## ACTIVITY
Determine how many lines of the entries include the word "clicks", and report that number with no further text.

--- START ---

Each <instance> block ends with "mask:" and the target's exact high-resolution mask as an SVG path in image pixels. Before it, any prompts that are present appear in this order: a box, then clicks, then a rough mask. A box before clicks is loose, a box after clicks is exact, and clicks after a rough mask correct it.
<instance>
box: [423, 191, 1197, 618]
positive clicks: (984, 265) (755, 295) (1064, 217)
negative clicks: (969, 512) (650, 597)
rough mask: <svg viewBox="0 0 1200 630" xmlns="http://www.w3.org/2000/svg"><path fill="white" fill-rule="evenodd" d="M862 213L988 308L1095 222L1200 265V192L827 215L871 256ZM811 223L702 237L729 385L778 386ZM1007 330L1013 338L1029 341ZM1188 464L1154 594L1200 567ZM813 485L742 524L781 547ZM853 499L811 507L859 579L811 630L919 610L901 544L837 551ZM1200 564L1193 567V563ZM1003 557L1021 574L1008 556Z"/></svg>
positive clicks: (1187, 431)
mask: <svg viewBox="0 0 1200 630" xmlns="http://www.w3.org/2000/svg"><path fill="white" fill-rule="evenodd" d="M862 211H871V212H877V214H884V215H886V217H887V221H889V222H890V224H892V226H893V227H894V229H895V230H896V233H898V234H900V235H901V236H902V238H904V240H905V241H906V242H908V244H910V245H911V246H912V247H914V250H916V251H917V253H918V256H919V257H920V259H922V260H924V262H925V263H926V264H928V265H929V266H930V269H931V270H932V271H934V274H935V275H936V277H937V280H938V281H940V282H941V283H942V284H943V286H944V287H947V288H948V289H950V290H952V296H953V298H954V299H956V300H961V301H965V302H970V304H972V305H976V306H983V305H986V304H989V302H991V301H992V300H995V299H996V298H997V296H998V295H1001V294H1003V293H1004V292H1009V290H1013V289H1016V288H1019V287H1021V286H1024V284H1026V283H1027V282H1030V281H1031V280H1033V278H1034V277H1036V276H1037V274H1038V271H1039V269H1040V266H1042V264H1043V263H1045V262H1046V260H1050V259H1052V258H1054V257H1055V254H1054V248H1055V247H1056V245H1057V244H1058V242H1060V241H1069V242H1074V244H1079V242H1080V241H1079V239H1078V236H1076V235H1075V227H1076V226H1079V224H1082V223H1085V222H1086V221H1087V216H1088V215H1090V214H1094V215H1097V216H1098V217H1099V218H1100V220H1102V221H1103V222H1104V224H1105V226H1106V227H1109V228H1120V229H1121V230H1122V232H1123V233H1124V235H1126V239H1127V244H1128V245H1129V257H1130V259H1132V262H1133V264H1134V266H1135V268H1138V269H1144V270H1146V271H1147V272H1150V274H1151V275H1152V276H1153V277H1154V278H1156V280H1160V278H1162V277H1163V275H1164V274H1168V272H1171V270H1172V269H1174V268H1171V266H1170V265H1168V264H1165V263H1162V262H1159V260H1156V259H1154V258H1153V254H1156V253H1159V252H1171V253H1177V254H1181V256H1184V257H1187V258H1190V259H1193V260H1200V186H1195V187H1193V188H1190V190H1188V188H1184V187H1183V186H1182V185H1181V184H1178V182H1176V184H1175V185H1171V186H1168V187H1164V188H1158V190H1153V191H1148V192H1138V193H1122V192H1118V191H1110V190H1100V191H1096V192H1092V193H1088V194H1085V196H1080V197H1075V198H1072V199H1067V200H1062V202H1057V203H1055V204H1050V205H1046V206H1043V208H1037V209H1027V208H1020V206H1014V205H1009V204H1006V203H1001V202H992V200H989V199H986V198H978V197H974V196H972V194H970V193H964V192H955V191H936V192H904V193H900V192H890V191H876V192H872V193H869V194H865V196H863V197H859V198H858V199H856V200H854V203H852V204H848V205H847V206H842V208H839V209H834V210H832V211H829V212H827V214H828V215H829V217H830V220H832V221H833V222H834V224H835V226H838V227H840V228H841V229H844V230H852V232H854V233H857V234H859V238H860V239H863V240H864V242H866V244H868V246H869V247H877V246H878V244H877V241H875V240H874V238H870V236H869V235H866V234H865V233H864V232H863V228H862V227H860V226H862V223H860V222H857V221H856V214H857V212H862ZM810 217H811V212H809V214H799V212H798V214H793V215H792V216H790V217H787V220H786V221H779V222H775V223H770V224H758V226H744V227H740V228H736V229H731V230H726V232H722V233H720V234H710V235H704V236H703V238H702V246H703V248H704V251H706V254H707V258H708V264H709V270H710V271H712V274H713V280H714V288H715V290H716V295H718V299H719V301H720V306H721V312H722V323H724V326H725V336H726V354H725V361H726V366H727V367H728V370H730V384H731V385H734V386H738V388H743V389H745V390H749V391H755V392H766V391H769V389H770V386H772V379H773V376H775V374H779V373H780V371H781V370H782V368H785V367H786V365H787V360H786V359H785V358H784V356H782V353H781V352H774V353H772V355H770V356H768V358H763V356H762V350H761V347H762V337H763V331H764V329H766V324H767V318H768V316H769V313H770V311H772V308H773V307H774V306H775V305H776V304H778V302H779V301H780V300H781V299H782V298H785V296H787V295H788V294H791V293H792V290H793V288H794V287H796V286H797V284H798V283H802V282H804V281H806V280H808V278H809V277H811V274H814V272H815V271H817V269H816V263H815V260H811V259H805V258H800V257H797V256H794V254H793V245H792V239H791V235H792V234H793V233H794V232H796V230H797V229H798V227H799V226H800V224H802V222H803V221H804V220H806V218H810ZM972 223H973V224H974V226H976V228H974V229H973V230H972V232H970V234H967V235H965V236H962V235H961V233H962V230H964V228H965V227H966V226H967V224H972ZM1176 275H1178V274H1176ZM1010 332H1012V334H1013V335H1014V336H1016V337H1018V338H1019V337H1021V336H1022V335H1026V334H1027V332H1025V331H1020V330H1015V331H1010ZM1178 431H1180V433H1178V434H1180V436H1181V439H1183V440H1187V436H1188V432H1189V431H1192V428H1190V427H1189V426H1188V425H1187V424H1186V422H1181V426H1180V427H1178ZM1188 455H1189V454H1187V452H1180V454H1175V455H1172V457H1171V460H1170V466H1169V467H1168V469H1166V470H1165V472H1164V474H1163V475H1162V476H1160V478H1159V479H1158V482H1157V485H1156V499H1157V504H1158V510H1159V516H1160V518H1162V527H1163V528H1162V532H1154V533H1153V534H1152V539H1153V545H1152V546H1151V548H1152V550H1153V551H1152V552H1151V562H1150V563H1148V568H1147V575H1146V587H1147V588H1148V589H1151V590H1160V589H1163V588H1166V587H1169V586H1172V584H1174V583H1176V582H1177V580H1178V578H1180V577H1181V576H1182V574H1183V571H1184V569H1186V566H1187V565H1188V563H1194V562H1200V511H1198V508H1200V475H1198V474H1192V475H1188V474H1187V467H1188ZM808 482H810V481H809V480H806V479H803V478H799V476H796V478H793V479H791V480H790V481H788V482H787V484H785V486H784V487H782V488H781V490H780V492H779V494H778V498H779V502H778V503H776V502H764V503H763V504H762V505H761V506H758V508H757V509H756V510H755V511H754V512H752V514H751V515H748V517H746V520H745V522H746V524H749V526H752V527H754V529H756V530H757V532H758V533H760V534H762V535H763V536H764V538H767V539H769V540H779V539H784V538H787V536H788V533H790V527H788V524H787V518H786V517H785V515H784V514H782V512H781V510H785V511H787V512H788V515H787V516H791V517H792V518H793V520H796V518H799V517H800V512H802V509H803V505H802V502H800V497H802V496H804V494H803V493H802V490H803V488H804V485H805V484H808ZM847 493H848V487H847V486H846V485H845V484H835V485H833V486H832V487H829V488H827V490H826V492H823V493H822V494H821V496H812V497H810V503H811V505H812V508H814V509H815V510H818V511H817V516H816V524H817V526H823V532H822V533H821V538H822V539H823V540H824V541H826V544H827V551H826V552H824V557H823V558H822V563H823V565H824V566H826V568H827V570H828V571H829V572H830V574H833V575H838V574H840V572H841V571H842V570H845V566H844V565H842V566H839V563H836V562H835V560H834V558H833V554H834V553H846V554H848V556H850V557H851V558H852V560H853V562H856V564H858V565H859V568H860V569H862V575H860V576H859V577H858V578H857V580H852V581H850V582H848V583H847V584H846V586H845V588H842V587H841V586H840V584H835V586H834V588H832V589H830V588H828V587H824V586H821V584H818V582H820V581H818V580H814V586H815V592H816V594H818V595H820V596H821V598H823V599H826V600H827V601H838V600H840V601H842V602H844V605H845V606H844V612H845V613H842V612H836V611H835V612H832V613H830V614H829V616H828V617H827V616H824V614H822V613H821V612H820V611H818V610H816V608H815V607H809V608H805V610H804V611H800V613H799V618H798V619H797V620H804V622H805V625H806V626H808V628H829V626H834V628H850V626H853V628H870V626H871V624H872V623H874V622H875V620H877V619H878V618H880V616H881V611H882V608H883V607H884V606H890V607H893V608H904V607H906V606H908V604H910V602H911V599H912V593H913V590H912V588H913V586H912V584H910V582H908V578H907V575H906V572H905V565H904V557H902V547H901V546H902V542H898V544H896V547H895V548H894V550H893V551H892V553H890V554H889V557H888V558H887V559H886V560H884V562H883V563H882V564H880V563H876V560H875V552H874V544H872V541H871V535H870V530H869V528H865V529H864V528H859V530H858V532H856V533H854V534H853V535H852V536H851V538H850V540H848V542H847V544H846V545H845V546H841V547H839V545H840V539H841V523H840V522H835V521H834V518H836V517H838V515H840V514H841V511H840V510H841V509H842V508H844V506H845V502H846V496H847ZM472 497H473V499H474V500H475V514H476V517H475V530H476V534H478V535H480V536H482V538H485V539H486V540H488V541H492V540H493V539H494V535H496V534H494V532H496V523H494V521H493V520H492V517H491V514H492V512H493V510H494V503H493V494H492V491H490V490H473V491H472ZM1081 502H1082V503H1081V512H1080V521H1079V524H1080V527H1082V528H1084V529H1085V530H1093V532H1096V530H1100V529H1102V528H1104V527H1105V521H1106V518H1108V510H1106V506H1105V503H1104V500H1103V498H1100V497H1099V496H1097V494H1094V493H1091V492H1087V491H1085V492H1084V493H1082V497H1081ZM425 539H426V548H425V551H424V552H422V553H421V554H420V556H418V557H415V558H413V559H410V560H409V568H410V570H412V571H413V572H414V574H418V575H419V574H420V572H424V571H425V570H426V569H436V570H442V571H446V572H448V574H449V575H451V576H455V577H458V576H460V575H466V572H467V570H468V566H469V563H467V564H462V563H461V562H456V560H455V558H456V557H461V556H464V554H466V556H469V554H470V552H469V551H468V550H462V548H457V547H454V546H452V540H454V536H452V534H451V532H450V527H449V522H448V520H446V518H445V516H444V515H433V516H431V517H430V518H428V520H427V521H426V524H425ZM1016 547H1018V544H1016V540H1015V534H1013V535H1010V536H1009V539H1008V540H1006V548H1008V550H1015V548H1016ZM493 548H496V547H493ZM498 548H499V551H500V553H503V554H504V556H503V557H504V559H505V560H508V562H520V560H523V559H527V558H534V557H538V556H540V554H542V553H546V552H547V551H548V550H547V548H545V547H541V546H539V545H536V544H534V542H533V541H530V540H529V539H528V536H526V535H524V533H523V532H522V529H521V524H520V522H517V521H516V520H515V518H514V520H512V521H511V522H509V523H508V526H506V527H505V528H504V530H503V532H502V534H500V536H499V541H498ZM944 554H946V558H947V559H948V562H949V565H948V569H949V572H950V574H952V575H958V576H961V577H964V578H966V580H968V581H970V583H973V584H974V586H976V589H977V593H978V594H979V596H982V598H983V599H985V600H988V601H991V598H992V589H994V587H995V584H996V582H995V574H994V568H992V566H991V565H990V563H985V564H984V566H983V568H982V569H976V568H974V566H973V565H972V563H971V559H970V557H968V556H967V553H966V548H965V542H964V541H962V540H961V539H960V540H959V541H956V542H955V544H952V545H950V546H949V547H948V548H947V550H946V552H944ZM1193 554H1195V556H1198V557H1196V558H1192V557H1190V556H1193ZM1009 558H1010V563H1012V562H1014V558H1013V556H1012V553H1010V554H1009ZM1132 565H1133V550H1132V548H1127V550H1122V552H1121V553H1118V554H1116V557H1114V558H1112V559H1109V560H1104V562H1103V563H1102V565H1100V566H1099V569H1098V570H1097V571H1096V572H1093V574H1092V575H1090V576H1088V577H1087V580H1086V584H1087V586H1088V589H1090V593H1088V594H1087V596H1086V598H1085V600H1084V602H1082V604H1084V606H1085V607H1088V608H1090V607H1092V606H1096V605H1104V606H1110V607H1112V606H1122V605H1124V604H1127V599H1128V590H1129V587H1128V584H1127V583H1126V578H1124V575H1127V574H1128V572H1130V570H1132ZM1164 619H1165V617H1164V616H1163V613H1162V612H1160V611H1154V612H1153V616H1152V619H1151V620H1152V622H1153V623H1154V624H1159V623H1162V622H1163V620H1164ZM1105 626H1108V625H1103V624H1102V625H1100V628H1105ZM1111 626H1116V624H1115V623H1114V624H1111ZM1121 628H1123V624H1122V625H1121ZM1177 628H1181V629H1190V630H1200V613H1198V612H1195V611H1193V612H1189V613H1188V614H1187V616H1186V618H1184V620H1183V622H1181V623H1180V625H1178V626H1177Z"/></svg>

--- END ---

## SOLVED EXERCISE
4